• What the task asks: From the line containing "In this photo, where can the white sink" to the last line of the records, please reproduce every line exactly and nothing more.

[Records provided]

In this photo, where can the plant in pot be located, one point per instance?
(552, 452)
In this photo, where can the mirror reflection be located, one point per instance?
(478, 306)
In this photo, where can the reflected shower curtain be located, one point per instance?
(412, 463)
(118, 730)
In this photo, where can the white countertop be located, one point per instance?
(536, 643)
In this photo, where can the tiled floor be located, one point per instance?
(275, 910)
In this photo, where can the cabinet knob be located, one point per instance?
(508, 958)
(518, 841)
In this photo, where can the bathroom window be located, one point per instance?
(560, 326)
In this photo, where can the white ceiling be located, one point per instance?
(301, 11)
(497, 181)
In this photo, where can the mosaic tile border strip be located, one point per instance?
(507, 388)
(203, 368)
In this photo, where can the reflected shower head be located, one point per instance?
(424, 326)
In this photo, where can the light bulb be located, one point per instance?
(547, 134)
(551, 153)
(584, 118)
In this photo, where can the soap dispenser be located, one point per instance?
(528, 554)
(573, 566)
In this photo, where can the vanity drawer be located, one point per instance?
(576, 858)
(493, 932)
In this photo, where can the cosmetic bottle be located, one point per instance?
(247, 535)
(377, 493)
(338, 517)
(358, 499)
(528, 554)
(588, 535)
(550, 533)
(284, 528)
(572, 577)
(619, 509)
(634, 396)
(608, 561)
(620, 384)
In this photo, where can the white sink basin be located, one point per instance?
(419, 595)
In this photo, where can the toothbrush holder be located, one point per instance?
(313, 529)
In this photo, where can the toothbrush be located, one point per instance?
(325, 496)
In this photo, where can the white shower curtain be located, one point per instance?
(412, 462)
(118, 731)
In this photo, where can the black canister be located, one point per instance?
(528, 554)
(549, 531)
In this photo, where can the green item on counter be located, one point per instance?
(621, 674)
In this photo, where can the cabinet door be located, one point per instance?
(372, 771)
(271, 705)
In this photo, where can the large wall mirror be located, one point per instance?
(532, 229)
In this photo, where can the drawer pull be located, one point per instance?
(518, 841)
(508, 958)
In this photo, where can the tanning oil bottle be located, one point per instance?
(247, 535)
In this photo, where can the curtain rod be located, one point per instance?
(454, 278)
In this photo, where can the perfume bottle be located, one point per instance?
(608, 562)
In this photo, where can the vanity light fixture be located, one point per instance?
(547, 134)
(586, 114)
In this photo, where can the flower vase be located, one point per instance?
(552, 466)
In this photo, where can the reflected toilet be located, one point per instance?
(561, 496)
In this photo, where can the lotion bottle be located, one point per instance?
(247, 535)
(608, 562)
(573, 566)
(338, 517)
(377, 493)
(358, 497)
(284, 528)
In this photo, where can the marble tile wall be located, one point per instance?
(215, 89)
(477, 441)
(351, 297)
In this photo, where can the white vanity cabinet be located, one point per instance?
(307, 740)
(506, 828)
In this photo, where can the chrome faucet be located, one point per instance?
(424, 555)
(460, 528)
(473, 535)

[/Records provided]

• Result of this exercise:
In this photo, where can the white sink basin be located, one point per instance?
(419, 595)
In this photo, where can the toothbrush holder be located, one point per instance?
(313, 529)
In this photo, where can the toothbrush be located, one point per instance?
(325, 496)
In this photo, where can the white shower curtain be located, one point per instance?
(412, 462)
(118, 731)
In this photo, where can the black canister be located, one point per instance?
(528, 554)
(549, 531)
In this photo, where can the green item on counter be located, one point per instance?
(621, 674)
In this photo, where can the cabinet door be located, one point per instance?
(372, 771)
(271, 705)
In this photo, where can the large wall mirror be located, one point per instance?
(532, 229)
In this photo, where can the drawer pull be located, one point per instance?
(518, 841)
(508, 958)
In this photo, where can the tanning oil bottle be located, one point per instance?
(247, 535)
In this photo, where can the curtain rod be located, one point per instance?
(454, 278)
In this photo, where can the perfume bottle be located, one point per instance?
(608, 562)
In this photo, where can the vanity light fixture be located, one point per instance?
(547, 134)
(586, 114)
In this photo, where can the flower vase be located, one point per instance?
(552, 466)
In this photo, where can the reflected toilet be located, one point per instance?
(561, 496)
In this photo, where can the lotion bottle be located, one point per instance?
(247, 535)
(608, 562)
(573, 566)
(338, 517)
(377, 493)
(358, 497)
(284, 528)
In this photo, where can the marble tile wall be located, one point per instance?
(215, 89)
(477, 441)
(351, 297)
In this photo, where can the white vanity cabinet be located, one point per instance?
(307, 740)
(506, 828)
In this photo, where can the chrome faucet be located, one point per instance?
(424, 555)
(460, 528)
(473, 535)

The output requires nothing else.